**What you will do**
Copy the records below word for word, beginning at the line that contains "Would you mind finding the ice" and stopping after the line that contains "[175,34,364,249]".

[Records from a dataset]
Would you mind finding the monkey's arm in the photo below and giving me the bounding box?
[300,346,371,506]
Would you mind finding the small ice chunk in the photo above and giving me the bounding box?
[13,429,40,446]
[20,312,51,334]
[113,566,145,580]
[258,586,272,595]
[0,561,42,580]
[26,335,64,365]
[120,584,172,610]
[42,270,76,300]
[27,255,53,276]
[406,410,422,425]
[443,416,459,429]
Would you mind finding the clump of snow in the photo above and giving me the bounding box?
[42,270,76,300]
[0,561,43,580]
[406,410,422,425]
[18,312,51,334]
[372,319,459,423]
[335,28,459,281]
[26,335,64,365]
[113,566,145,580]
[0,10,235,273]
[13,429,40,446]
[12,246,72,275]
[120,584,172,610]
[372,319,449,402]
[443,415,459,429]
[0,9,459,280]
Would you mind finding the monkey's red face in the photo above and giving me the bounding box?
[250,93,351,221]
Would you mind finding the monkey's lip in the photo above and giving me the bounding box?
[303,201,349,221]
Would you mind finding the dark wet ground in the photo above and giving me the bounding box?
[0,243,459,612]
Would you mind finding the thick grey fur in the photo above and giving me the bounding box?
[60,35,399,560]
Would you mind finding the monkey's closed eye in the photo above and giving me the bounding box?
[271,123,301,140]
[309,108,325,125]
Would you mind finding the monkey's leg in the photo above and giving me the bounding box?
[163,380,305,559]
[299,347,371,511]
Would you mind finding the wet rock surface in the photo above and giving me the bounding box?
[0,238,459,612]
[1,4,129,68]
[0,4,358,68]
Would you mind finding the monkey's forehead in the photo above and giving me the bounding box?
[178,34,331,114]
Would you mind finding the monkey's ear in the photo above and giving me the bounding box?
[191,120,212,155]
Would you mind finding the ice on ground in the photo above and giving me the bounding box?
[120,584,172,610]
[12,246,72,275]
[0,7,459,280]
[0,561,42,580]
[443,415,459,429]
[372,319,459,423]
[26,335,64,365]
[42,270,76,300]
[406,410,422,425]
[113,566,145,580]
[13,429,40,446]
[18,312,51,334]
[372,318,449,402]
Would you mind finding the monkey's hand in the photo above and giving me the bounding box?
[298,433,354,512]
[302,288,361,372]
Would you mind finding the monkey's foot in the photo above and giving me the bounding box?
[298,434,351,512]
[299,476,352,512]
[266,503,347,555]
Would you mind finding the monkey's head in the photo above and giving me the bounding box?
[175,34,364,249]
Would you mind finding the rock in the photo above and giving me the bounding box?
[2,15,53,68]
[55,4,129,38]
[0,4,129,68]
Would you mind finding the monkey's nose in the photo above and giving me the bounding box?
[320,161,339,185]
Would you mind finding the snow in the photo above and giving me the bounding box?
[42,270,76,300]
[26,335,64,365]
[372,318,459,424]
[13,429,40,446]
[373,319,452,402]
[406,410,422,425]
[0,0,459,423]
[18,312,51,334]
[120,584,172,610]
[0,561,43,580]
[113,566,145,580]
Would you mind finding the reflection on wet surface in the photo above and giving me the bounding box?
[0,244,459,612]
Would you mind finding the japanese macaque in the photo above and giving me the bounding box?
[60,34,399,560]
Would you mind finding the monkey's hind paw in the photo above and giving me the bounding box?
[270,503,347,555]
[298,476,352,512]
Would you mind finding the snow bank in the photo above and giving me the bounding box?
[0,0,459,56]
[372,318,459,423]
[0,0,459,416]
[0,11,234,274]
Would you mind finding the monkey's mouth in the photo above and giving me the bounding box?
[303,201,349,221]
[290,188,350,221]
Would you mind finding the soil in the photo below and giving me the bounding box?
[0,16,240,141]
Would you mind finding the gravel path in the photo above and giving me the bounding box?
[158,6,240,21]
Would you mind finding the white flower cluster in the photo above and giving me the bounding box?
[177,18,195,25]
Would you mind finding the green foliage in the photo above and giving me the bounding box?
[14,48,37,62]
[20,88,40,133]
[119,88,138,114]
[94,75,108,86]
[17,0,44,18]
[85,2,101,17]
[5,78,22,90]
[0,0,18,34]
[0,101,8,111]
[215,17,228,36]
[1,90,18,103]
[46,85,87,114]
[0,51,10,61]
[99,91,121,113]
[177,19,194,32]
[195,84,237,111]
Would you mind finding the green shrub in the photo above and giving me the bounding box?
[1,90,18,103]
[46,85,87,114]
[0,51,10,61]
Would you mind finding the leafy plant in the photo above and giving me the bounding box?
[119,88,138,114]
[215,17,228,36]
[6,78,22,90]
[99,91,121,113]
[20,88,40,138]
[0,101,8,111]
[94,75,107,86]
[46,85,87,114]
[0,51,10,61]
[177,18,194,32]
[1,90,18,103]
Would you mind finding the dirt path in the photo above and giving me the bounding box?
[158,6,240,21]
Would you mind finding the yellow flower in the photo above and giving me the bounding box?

**Correct answer**
Would you mind finding the ice on ground in the photo above and giving me the bounding box?
[120,584,172,610]
[12,246,72,275]
[0,7,459,280]
[0,561,42,580]
[443,415,459,429]
[372,319,459,423]
[26,335,64,365]
[42,270,76,300]
[406,410,422,425]
[113,566,145,580]
[13,429,40,446]
[18,312,51,334]
[372,318,449,402]
Would you mind finding the monkey's hand in the photo above and giving me the bounding box?
[298,433,354,512]
[302,288,361,372]
Would you mind finding the monkey's foot in the photo above and giving me the bounding box?
[298,434,351,512]
[299,476,352,512]
[266,503,347,555]
Would you mind finding the monkey's head in the photo above and giving me the bounding box?
[175,34,364,249]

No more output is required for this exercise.